* _Short exercise_:
Gather each line in the entries below that contains the word "alpine", and copy those lines in full.

Part of a data file:
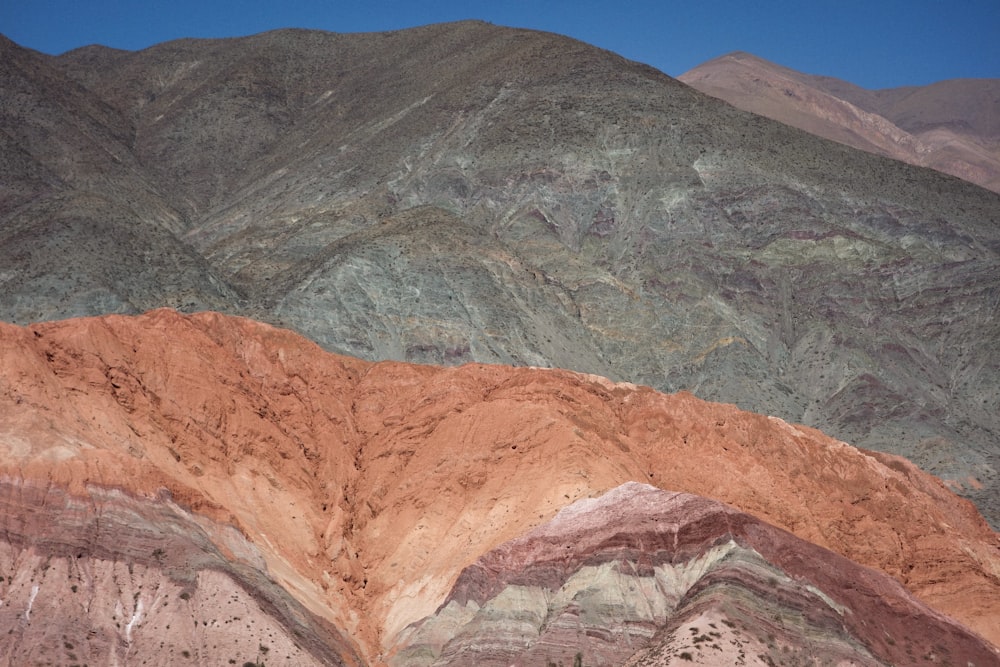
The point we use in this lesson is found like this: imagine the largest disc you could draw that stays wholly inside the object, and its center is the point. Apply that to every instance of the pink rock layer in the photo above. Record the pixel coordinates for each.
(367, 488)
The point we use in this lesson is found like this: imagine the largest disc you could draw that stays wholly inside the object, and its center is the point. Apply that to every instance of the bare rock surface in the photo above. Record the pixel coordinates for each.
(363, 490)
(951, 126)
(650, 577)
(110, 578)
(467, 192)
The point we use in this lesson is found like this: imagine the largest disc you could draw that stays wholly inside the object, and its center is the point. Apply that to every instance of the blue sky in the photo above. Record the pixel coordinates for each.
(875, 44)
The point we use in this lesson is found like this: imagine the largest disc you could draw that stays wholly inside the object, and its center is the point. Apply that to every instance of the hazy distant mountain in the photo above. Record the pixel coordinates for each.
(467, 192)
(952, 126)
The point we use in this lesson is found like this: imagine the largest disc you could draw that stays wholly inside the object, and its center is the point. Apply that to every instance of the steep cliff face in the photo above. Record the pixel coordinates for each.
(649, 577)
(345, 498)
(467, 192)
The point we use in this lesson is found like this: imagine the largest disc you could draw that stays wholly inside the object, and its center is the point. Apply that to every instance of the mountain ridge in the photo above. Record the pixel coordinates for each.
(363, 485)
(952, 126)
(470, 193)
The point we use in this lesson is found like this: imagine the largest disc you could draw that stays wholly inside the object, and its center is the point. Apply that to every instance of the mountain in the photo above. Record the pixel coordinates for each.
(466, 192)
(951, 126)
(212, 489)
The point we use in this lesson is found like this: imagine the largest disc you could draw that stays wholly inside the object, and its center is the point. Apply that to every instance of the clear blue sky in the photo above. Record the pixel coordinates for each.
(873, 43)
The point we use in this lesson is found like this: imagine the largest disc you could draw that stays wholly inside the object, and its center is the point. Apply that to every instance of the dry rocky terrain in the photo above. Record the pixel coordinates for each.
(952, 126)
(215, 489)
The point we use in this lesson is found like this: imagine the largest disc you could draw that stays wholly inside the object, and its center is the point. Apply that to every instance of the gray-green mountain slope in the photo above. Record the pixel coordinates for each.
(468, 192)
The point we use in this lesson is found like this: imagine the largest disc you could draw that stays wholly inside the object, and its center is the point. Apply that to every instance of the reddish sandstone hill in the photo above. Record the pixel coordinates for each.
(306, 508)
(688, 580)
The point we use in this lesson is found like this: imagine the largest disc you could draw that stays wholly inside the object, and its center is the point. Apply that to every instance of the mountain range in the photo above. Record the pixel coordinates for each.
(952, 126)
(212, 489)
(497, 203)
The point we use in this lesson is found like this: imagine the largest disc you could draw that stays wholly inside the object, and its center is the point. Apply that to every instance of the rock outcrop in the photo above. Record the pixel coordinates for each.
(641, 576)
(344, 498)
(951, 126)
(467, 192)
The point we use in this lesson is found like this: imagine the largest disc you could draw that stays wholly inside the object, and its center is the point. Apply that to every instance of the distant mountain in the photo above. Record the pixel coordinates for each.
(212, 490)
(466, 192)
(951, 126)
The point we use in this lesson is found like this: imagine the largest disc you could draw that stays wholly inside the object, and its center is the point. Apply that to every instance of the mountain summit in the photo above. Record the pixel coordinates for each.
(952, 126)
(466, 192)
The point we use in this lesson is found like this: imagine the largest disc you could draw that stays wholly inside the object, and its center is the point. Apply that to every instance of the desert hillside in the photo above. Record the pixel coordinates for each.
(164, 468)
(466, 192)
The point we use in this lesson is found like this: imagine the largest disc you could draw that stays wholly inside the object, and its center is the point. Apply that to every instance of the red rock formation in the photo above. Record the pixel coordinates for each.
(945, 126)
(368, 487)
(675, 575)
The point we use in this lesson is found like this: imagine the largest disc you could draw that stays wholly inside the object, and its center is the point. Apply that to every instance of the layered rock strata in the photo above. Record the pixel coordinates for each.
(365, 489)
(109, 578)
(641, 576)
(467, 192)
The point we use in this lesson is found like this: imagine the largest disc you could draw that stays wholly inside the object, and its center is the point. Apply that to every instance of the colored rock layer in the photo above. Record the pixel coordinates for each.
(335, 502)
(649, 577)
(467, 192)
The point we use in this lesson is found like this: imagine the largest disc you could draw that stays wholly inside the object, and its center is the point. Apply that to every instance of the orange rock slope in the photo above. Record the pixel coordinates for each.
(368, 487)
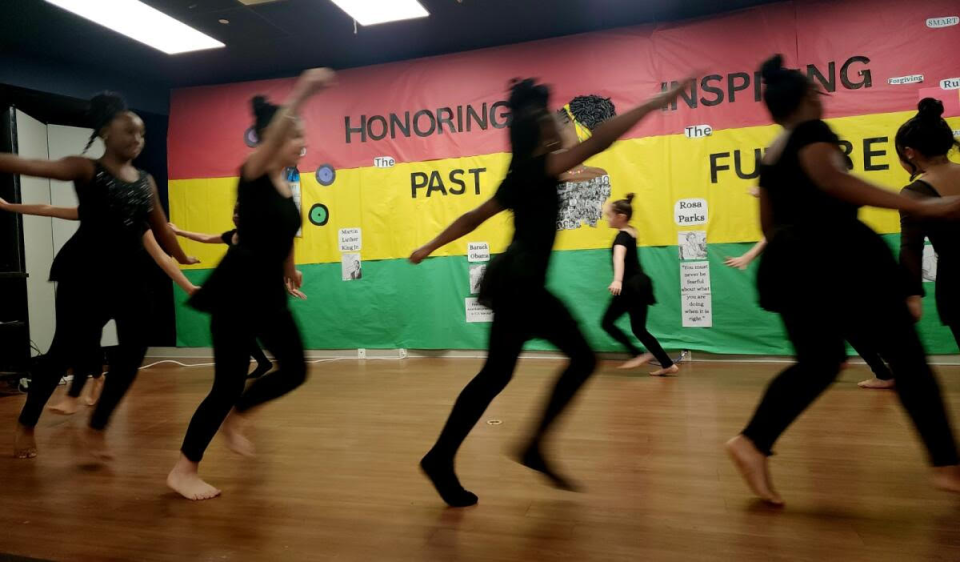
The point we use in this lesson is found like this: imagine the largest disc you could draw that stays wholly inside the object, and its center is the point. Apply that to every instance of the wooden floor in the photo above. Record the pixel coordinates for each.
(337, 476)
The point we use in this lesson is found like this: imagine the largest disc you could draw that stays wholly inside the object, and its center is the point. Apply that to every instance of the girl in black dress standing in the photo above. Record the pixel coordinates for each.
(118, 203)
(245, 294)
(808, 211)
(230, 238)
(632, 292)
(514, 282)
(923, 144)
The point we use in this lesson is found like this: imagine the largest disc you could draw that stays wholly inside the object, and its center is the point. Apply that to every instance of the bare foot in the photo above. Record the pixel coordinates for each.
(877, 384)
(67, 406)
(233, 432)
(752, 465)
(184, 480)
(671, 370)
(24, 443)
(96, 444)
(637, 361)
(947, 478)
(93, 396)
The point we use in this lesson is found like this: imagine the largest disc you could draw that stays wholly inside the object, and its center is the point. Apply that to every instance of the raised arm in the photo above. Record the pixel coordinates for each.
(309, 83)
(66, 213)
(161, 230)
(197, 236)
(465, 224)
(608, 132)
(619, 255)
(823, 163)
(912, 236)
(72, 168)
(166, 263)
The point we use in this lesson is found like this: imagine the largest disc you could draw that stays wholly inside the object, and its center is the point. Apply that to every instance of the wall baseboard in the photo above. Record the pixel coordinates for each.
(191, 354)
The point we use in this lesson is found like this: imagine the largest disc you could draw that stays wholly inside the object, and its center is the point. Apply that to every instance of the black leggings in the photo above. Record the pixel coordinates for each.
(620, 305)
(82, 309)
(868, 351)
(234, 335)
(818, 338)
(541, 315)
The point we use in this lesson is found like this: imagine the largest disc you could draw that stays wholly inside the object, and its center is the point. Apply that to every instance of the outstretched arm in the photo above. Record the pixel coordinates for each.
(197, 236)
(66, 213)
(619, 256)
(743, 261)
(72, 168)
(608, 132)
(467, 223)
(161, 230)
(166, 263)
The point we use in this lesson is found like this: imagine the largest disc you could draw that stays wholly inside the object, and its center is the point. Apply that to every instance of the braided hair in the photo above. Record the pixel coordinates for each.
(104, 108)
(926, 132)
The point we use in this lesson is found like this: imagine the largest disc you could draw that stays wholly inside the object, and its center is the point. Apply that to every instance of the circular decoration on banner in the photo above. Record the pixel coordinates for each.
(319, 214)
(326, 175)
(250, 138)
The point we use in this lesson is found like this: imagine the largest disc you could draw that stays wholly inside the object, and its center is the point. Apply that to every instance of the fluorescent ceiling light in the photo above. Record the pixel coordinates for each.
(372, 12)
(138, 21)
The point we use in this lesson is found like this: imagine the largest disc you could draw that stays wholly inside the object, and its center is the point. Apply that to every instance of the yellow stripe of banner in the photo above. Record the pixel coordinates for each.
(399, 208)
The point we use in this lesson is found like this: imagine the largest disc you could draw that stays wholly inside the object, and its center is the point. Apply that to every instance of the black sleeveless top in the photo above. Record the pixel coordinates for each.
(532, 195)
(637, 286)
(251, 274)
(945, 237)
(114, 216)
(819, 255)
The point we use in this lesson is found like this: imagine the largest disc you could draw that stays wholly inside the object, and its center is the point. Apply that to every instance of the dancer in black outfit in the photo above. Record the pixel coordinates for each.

...

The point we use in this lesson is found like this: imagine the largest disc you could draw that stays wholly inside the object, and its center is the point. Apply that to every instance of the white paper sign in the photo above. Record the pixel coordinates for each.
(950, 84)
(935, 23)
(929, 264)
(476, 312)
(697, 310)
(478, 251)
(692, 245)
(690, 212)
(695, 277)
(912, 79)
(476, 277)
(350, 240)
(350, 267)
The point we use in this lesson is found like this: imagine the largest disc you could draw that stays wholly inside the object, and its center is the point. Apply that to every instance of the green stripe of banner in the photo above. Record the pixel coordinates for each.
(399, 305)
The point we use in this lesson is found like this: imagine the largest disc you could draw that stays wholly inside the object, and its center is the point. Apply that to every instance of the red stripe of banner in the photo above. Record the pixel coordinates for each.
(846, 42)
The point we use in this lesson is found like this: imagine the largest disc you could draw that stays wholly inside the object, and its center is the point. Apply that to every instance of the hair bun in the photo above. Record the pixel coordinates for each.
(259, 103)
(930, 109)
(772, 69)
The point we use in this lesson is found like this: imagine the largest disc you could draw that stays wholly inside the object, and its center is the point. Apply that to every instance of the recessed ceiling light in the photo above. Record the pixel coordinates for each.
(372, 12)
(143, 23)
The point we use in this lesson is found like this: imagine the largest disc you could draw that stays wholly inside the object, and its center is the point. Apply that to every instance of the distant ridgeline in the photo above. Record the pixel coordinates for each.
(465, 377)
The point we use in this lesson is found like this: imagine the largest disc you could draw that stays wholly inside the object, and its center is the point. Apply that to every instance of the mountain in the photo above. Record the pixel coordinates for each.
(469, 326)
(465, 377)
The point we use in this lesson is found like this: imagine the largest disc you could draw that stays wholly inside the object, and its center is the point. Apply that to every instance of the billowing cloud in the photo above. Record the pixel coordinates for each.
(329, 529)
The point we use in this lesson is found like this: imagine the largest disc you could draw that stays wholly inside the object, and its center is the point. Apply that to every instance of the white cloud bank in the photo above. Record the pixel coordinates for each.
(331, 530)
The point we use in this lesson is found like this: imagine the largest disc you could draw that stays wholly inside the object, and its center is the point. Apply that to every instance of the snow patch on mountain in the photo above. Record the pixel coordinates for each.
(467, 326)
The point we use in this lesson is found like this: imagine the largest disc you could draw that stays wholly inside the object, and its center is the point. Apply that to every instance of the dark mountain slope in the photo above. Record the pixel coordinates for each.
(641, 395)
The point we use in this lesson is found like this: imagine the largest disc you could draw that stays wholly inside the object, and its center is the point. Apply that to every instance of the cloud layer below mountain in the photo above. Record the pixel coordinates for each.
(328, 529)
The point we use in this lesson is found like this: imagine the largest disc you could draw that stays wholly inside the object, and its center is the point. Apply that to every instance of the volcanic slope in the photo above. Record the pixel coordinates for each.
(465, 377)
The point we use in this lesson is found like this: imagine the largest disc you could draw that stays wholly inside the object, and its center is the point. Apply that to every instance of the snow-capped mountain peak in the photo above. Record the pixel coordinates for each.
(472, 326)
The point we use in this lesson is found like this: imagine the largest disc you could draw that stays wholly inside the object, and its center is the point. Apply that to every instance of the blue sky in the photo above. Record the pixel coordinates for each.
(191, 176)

--

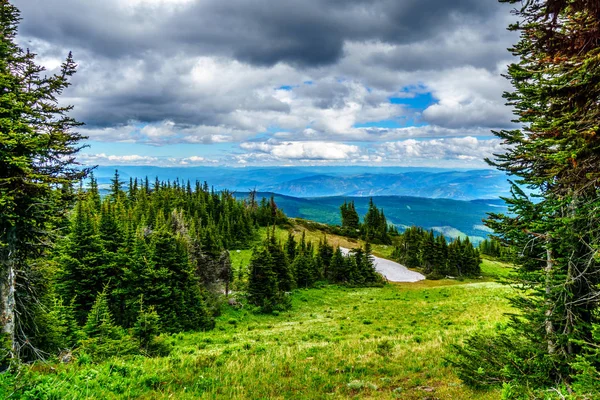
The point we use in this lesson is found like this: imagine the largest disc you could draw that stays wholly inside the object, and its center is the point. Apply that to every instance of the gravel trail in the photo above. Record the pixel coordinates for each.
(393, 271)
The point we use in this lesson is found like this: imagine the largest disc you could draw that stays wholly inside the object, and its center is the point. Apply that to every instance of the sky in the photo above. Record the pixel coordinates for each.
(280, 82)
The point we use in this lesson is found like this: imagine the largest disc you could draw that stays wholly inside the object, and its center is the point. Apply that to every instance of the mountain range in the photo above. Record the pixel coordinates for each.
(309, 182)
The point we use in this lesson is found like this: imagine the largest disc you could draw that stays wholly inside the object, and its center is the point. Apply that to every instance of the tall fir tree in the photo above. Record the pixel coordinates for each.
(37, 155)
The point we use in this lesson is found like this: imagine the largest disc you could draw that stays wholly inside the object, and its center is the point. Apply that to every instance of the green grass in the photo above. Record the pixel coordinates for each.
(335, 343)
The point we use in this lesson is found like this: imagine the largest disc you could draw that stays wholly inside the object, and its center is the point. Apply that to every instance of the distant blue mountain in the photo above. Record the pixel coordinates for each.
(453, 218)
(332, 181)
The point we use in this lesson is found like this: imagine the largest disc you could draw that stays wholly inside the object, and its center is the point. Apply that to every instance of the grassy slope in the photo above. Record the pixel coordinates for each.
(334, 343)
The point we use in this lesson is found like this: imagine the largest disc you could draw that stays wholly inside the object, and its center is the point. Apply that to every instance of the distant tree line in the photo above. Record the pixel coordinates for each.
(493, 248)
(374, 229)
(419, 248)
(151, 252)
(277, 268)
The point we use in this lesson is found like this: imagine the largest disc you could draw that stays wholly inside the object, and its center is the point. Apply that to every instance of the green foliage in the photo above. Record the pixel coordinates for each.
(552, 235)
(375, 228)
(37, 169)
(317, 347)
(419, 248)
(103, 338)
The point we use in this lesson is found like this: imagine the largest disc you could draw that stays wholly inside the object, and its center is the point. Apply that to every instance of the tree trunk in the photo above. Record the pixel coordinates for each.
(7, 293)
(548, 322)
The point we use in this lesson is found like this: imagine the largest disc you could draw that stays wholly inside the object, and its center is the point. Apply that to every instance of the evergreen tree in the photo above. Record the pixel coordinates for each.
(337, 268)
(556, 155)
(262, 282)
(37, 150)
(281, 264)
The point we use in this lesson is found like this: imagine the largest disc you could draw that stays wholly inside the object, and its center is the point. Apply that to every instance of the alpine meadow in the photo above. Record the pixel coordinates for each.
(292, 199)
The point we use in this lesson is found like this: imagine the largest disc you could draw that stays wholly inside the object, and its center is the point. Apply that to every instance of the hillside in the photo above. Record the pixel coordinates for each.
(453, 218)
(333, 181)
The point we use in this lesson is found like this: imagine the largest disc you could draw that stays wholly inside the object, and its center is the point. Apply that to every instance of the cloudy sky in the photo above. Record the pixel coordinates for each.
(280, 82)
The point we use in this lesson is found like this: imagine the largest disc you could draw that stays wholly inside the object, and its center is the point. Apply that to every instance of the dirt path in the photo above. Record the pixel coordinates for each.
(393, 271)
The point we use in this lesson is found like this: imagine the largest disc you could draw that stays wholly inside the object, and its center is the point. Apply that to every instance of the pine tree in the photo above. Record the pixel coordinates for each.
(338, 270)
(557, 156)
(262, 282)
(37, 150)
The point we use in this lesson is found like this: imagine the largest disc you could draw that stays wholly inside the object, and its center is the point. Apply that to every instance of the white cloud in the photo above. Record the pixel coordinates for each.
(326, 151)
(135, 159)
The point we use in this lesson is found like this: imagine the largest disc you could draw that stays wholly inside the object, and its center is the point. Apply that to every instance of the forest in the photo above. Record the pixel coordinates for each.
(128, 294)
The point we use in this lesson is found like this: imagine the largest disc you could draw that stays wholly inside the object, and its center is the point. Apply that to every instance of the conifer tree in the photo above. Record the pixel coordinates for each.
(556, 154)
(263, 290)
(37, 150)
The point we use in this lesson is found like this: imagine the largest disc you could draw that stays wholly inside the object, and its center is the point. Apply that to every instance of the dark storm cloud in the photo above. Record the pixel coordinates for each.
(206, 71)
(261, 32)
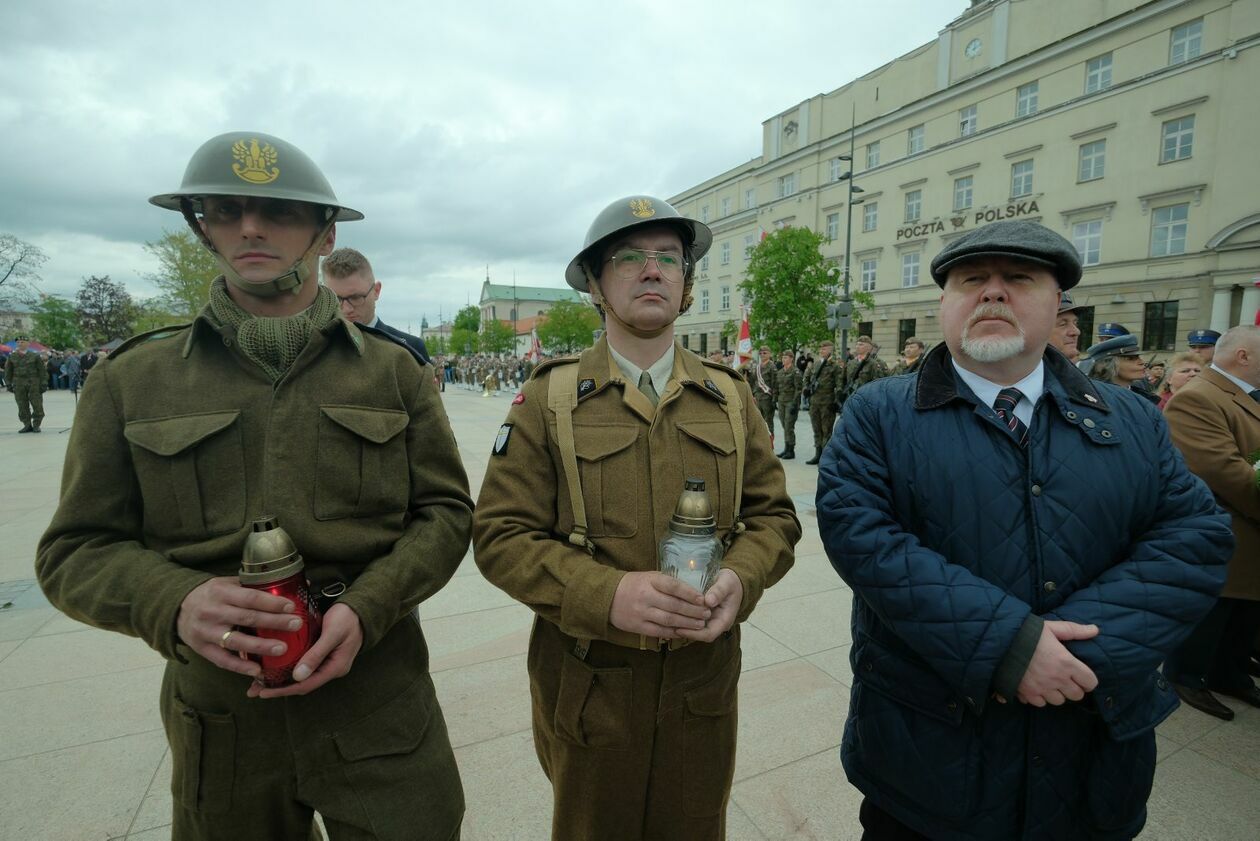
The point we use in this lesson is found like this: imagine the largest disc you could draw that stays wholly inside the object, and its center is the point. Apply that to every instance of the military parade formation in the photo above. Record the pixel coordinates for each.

* _Completed exercise_:
The point we use in this lesson is found like this: imagine the largest disc you could draw that stays wholly inside the object, and its center is the point. Apply that to every instance of the alpine meadow in the photo above. Record the pixel coordinates for each.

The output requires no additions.